PROBLEM STATEMENT: Reading the listing below, restate each entry exactly as written.

* * *

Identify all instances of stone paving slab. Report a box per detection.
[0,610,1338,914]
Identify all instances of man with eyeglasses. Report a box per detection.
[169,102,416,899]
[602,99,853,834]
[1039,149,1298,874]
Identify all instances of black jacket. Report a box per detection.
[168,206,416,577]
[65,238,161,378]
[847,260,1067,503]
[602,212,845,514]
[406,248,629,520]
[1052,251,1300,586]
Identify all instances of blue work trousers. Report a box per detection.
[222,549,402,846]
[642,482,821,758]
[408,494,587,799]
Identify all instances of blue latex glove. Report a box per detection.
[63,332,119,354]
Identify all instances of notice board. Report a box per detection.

* * *

TASK RESULT:
Identify all instances of stone paving slab. Report a box per detection.
[0,610,1338,914]
Identify all instances of man with eyeglasses. Report a box per detection.
[169,102,416,899]
[602,99,853,834]
[1039,149,1298,874]
Identify all instances of black jacket. Report a box per detection.
[168,206,416,577]
[65,238,161,378]
[847,260,1067,503]
[602,212,845,514]
[406,248,629,520]
[1052,251,1300,586]
Identify all instances of blue work trousers. Report a box per detection.
[222,549,402,846]
[642,482,821,758]
[408,494,587,799]
Identify all instances of blue latex glove. Report a box per detection.
[63,332,119,354]
Identify all instances of notice board. Report a box per detection.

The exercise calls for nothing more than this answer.